_INPUT:_

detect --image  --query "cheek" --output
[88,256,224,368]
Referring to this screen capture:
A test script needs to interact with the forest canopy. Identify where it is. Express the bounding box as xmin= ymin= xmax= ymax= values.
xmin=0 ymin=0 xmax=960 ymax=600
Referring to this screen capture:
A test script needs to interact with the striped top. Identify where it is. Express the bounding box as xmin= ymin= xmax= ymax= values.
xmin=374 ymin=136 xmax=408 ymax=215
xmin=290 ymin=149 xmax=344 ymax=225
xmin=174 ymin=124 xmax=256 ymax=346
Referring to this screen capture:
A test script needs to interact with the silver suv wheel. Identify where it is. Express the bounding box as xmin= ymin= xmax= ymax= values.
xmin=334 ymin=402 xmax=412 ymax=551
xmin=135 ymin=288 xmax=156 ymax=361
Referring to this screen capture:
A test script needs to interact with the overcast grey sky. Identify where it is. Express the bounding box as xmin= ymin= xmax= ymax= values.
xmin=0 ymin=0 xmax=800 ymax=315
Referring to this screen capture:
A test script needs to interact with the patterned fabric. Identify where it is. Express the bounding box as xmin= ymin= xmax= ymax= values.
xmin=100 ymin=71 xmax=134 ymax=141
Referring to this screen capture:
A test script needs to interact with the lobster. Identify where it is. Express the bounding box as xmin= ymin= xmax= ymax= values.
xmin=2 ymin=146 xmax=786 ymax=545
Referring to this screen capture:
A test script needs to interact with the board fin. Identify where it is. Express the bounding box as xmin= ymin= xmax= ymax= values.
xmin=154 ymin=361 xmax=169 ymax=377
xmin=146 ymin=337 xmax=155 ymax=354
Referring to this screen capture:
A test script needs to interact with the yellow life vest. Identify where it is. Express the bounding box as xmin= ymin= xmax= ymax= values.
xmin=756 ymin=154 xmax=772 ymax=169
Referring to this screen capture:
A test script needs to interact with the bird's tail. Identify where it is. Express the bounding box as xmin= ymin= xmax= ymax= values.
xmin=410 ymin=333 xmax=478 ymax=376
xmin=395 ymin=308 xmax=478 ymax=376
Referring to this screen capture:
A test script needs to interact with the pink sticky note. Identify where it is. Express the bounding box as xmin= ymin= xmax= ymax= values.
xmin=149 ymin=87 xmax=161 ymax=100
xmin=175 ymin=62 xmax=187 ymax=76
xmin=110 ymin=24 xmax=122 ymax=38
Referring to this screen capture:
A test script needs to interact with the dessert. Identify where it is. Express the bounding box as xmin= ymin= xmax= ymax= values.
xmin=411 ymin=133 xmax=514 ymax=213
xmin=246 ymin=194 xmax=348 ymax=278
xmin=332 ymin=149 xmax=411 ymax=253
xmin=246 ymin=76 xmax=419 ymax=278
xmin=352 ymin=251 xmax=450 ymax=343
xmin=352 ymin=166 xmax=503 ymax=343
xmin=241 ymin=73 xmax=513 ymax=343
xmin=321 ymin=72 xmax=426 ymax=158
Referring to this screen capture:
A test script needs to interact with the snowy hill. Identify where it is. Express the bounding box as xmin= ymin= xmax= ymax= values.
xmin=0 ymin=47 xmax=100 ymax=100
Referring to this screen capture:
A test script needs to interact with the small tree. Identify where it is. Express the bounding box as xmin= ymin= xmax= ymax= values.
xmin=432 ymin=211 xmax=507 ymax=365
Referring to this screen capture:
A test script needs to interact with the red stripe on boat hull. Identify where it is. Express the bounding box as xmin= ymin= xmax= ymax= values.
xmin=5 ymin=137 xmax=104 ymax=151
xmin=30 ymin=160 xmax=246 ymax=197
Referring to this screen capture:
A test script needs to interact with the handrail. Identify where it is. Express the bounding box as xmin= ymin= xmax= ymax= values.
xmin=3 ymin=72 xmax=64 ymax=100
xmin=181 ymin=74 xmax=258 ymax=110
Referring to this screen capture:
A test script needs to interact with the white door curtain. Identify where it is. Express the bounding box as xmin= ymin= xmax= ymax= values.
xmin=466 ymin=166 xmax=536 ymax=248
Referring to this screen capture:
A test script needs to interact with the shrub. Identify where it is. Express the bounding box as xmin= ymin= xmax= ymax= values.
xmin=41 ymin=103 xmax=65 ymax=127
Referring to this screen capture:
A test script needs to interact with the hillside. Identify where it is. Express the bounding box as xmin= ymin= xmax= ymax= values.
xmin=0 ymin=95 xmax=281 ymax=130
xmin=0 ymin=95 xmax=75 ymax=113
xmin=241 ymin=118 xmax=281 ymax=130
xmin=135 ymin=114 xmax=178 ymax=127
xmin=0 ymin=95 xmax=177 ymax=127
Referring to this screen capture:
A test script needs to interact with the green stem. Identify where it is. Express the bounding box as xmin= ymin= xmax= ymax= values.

_TASK BRIEF:_ Report every line of the records that contains the string "life", treating uppercase and lowercase letters as different.

_RESULT FOR THIS EXERCISE:_
A test script needs to interact with the yellow life vest. Identify where it is. Express the bounding box as xmin= ymin= xmax= ymax= values.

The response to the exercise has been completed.